What you will do: Update the stretch from the line containing "the woman wearing" through the line containing "pixel 193 52" by putting "a single pin" wherever "one pin" appears. Give those lines back with nothing else changed.

(A run of lines)
┄┄┄┄┄┄

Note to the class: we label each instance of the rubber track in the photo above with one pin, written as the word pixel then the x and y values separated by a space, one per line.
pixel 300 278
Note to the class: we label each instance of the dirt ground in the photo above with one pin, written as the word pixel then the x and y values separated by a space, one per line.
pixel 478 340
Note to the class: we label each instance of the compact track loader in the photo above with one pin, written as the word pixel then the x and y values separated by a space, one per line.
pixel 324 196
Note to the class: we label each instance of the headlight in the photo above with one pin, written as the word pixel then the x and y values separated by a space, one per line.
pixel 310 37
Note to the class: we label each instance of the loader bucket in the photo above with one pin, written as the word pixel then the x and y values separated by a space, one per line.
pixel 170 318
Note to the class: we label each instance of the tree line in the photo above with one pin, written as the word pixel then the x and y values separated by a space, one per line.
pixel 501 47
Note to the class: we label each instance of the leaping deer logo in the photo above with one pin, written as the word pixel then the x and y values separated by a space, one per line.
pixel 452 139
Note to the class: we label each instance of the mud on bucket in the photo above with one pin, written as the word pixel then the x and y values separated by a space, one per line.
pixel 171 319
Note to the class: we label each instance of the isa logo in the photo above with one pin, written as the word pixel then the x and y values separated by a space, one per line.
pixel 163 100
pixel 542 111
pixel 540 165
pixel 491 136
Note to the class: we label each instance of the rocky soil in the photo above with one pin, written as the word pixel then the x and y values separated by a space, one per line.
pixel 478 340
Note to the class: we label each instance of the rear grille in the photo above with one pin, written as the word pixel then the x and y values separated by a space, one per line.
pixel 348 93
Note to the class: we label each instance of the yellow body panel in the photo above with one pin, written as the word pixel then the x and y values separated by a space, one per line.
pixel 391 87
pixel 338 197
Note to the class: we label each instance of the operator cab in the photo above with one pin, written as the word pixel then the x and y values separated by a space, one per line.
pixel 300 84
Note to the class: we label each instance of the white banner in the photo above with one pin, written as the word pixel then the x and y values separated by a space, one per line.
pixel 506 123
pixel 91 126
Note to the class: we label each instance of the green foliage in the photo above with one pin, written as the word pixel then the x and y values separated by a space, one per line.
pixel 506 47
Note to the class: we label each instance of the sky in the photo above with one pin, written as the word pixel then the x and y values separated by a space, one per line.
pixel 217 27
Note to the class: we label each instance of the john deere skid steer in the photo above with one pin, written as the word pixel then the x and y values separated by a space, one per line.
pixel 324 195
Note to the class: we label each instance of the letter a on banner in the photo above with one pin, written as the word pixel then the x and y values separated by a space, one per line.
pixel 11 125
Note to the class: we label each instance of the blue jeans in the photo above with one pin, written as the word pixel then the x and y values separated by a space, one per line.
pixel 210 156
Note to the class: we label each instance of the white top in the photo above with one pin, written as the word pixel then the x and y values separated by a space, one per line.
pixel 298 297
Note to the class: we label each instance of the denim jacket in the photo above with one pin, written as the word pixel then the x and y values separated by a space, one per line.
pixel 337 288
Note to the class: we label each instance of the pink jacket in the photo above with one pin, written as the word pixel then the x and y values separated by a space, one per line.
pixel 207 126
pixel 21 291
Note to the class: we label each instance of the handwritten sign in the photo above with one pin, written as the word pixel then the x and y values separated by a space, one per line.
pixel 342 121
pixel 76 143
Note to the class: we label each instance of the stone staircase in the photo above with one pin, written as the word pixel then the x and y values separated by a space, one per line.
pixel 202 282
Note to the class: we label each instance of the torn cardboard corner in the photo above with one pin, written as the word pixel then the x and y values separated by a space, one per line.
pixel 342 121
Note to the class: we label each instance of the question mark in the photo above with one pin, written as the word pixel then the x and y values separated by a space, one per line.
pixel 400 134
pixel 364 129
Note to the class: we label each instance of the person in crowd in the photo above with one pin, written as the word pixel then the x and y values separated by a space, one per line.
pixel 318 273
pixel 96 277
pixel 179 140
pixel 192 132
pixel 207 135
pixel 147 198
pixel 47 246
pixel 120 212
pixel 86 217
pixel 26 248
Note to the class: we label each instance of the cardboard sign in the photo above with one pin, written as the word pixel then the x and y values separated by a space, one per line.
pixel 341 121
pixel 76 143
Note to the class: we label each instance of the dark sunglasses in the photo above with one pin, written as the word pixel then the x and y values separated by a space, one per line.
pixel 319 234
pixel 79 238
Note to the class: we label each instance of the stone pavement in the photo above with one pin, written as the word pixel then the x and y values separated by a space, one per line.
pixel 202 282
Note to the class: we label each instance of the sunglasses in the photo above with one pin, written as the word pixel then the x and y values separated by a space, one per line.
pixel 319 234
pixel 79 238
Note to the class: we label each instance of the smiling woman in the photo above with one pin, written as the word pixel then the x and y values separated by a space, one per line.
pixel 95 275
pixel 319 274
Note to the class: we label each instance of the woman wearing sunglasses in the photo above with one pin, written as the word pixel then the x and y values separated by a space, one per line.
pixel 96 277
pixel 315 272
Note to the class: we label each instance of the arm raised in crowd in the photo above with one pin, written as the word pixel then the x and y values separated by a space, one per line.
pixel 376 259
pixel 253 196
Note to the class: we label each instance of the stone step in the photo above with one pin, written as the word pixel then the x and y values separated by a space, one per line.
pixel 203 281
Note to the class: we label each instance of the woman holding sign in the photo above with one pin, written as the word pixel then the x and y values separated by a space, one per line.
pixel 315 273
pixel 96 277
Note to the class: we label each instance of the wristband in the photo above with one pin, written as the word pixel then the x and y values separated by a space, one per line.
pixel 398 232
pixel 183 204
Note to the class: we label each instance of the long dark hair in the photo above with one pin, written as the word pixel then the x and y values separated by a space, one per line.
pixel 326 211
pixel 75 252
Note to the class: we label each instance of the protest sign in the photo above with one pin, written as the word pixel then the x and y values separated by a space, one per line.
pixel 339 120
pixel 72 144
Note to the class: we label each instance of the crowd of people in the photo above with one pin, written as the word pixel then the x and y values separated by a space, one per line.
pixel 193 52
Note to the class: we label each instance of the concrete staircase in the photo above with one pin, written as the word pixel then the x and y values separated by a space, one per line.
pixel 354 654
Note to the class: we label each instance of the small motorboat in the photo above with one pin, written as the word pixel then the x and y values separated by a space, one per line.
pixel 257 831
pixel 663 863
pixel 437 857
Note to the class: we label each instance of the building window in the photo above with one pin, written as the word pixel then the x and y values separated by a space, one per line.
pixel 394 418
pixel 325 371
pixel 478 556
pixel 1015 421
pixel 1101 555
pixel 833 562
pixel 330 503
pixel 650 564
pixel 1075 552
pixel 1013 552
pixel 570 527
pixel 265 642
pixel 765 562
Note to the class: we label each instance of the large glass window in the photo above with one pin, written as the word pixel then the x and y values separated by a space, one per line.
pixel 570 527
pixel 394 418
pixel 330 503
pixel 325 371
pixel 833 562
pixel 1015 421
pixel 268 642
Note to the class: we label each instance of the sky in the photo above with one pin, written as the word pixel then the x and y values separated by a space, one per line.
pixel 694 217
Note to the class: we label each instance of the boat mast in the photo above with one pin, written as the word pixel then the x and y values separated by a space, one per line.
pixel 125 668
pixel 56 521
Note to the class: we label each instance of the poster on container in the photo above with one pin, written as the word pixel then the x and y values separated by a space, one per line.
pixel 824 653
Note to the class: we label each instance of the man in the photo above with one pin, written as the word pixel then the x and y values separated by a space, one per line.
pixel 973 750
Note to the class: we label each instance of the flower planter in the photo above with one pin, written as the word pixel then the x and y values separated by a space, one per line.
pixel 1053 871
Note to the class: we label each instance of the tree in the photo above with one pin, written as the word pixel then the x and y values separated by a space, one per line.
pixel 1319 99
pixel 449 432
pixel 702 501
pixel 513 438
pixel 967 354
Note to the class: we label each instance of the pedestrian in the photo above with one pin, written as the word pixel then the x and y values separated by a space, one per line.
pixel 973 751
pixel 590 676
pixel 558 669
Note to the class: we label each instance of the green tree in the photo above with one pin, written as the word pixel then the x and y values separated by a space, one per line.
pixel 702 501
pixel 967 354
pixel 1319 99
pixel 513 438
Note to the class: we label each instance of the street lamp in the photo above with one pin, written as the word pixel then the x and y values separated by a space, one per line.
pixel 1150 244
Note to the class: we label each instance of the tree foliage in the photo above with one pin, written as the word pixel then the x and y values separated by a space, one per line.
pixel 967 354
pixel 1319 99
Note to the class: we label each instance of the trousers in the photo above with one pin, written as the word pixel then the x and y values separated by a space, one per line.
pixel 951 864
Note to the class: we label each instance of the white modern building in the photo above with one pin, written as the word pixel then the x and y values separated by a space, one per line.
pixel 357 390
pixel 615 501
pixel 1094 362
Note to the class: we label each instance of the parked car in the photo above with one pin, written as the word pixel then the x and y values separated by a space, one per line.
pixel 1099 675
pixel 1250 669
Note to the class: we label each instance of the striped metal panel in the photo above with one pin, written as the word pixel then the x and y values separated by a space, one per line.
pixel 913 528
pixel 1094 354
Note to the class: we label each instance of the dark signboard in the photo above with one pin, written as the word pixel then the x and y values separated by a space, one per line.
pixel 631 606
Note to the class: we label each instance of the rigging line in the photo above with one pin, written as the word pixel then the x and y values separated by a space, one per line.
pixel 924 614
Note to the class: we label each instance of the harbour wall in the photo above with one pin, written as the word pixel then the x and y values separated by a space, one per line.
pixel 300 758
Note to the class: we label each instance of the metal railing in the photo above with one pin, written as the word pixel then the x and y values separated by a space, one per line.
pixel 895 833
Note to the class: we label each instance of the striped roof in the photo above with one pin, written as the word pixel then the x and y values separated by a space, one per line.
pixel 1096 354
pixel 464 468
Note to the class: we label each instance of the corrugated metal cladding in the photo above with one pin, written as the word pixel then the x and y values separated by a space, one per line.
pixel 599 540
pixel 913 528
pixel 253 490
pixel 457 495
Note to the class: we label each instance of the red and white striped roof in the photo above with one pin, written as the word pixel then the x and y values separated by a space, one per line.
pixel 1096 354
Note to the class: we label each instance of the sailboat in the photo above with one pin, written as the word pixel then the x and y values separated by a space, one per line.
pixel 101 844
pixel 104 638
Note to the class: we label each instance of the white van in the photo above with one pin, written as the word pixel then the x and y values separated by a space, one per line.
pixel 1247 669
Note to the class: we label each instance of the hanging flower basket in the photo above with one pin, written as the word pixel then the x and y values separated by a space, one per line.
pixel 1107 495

┄┄┄┄┄┄

Correct result:
Note to the class: we label each instance of the woman wearing sunglasses in the photo above with a single pin, written as the word pixel then the x and y values separated by a space, one per line.
pixel 96 277
pixel 315 272
Note to the class: we label each instance of the arm raised in crowd in the photo above with a single pin, written as the word pixel then the x and y values separated by a space, one per line.
pixel 376 259
pixel 253 196
Note to the class: we label each instance of the stone step in the photo above with a single pin, written as the word pixel then the x and y values separated by a space, one per line.
pixel 203 281
Note to the class: we label each instance of the woman holding sign in the photo above with a single pin, written as the word pixel then the x and y values separated by a space, one per line.
pixel 315 273
pixel 96 277
Note to the class: we label each instance of the wristband in the photo above with a single pin, written as the word pixel then the x and y values separated by a space, one per line.
pixel 398 232
pixel 183 204
Note to the class: we label each instance of the long dark hair in the photo above with a single pin, written as the word pixel then the x and y values separated by a space, one per line.
pixel 326 211
pixel 75 252
Note to the class: we label each instance of the protest sign in the photo above with a single pin, written as the word pixel then the x and y values separated by a space, one per line.
pixel 339 120
pixel 72 144
Note to the class: we label each instance of the crowd of people in the photo above with a single pin, written as the word pixel then the x and y values separated by a space, one per line.
pixel 193 52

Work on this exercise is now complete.